▸ Task brief:
Copy out the entries below, swapping "noun phrase" for "search phrase" wherever it occurs. Leave everything else unchanged.

++++++++++

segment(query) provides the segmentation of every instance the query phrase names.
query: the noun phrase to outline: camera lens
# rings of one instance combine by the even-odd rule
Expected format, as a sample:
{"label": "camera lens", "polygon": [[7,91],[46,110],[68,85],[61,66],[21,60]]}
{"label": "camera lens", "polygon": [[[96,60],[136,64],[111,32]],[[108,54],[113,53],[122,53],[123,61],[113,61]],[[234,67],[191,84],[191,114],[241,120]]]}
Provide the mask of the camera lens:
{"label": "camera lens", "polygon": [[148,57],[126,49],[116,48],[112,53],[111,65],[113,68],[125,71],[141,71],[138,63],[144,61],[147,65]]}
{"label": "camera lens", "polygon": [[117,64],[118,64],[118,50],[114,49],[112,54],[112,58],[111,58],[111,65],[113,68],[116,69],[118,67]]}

++++++++++

▸ Exercise answer:
segment(query) provides the segmentation of every instance the query phrase names.
query: the search phrase to outline: camera lens
# rings of one instance combine by the even-odd rule
Expected format, as a sample:
{"label": "camera lens", "polygon": [[7,91],[46,110],[68,85],[61,66],[21,60]]}
{"label": "camera lens", "polygon": [[[96,60],[136,64],[111,32]],[[108,54],[113,53],[122,53],[123,61],[113,61]],[[234,67],[191,84],[191,114],[241,120]]]}
Provide the mask of the camera lens:
{"label": "camera lens", "polygon": [[148,57],[126,49],[116,48],[112,53],[111,65],[113,68],[125,71],[141,71],[138,63],[144,61],[147,65]]}
{"label": "camera lens", "polygon": [[117,64],[118,64],[118,50],[114,49],[112,54],[112,58],[111,58],[111,65],[113,68],[116,69],[118,67]]}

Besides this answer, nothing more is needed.